Given text:
=-=-=-=-=
Getting the ^D
What does Ctrl-D
do when typed into a terminal? The typical and unsatisfying
answer is it sends end-of-file (EOF) to the terminal. But what is EOF exactly?
What does this trigger? Where in the immense stack of code involved is the
behaviour found?
This article is in several parts. Each part answers the question, with later parts going into more detail and being more pedantic. We start with just what it does from the perspective of the user, move on to a more detailed explanation, and finally dig into the source code of the Linux kernel.
The 'short' answer
If you just want the short answer: ^D
sends a character called 'end of
transmission' to the terminal. This indicates to the foreground process that
input can be read, and wakes that process up.
Why does the process need waking up? Because the kernel will suspend a process when it tries to read input with none to be read.
A typical flow would be
- You run some command, creating a process.
- This process attempts to read input and gets suspended by the kernel, because there is none.
- You type some input, each character being sent to the kernel by the terminal. this does not go to the process yet.
- You press
^D
and the terminal sends the 'end of transmission' character to the kernel. - The kernel makes the data ready to be read by the process, and wakes it up.
- The process resumes and the process receives the input.
When a user types ^D
they're often trying to exit some command or shell. The
process is exactly the same as above, except for (3): no input is typed.
This means that the reading process receives zero bytes of data. This is the condition used to indicate the end of file. Processes typically finish executing at this point.
You can see this behaviour if you run cat
with no arguments. With cat
running, type
without pressing enter. You can see cat
has not yet printed what you have
typed (you only see what you have typed yourself). If you press ^D
, cat
will
wake up, resume its reading, then print what you typed. If you press ^D
without typing anything more, cat
reads zero bytes and takes that to mean
there will never be more input and exits.
A longer answer
There are a lot of assumptions and simplifications in the above section. This section will be more pedantic and detailed.
The character
I said that the 'end of transmission' character is sent to the kernel by the
terminal. What is this character? It is part of the ASCII character set, which
is a mapping of common English characters to the numbers 0-127. ASCII also
includes control
codes, which are
special non-printed characters for things like a new line, a tab, backspace, and
even a bell sound. The character with a numeric value of 4 is our end of
transmission character, sometimes called EOT
.
This is what is sent to the terminal when you press ^D
. In this sense it is a
character, just not an end of file character. The reason that it's D
and
not some other letter is because D
is the fourth letter of the alphabet. ^A
sends ASCII value 1, ^B
ASCII value two, etc. This is potentially due to
old mechanical keyboards1.
This is partly why there is confusion about EOF
being a character. ^D
does
send a character, but not EOF
. Another reason for the confusion is the library
function getc
('get
character'), which has a synopsis
of:
int getc(FILE *stream)
is equivalent tofgetc()
...
int fgetc(FILE *stream)
=-=-=-=-=
Extracted records:
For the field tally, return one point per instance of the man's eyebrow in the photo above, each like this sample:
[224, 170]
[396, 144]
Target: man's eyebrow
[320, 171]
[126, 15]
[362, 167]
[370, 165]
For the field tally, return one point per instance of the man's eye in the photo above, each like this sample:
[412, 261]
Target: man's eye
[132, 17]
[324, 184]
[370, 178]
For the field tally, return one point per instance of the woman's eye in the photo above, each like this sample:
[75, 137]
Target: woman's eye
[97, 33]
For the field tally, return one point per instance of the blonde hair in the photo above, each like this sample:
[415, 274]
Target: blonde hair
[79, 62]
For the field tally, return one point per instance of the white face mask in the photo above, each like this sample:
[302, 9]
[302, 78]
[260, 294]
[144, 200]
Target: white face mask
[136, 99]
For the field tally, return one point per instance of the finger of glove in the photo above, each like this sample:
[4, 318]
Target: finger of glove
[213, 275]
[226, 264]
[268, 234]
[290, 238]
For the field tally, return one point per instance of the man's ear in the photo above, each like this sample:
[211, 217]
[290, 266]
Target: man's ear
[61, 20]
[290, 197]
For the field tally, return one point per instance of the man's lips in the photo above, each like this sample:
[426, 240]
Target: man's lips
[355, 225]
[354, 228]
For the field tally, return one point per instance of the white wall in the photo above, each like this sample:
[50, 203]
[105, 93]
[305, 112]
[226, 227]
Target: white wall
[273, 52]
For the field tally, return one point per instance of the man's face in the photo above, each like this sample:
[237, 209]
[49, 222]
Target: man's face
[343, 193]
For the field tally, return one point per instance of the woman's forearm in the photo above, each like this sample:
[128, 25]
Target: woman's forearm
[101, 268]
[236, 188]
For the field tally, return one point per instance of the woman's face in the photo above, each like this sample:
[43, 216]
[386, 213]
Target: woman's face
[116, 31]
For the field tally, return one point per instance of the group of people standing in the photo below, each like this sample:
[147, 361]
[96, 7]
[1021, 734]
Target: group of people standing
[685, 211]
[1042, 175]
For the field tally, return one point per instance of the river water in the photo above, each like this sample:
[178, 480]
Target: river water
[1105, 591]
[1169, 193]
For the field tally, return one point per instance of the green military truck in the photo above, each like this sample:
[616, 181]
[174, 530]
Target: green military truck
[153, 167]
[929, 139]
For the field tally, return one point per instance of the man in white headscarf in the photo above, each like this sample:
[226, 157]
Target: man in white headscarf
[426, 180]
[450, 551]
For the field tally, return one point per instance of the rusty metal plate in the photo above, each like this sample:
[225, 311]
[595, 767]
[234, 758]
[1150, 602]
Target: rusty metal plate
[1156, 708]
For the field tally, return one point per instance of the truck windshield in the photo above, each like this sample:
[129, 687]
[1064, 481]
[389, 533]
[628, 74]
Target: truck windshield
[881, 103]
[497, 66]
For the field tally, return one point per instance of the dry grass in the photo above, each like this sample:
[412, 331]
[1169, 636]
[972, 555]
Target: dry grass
=-=-=-=-=
Challenges:
a) Recast the paragraph of the Ctrl-D article beginning "This article is in several parts" as a short bulleted list that keeps its main facts.
b) Pick up the Ctrl-D article after its final line and carry it forward.
The records are separate material and are not part of the Ctrl-D article.

Answers for the exercise:
a)
- The article has several parts, and each one answers the question.
- Later parts go into more detail and are more pedantic.
- It starts with what Ctrl-D does from the user's point of view.
- It then gives a more detailed explanation.
- It ends by digging into the Linux kernel source code.

b)
reads the next character from stream and returns it as an unsigned char cast to an int, orEOF
on end of file or error.
Because this function is called 'get character' people assume everything it
returns must be a character, hence EOF
must be a character. The reality is
that it is indicating an error, not returning a character. It does not have
a value within 0-127 as an ASCII character would2.
Okay, so EOT
gets sent to the kernel. What does the kernel do with it? For
that we need to talk about 'line discipline'.
Line discipline
Line discipline is a part of the Linux kernel that controls how input from a terminal gets to the foreground process in a shell (meaning the currently running command, or the shell itself). Let's quickly jump into the difference between a terminal and shell.
A terminal is software or hardware that accepts input from a user and displays output. This is the TTY or teletype. It used to be real hardware, but typically is now just a software program.
A shell is the software program that receives input from and produces output for the terminal. Examples of shells are Bash, Zsh, and Fish. This is the part that turns commands into actual execution.
There are several glue layers between terminals and shells implemented in the
kernel. One of these layers is line discipline, there is a default/fallback
implementation of this as part of the terminal/TTY driver called n_tty
. It
exists to make application developers' lives easier, and users' lives more
consistent.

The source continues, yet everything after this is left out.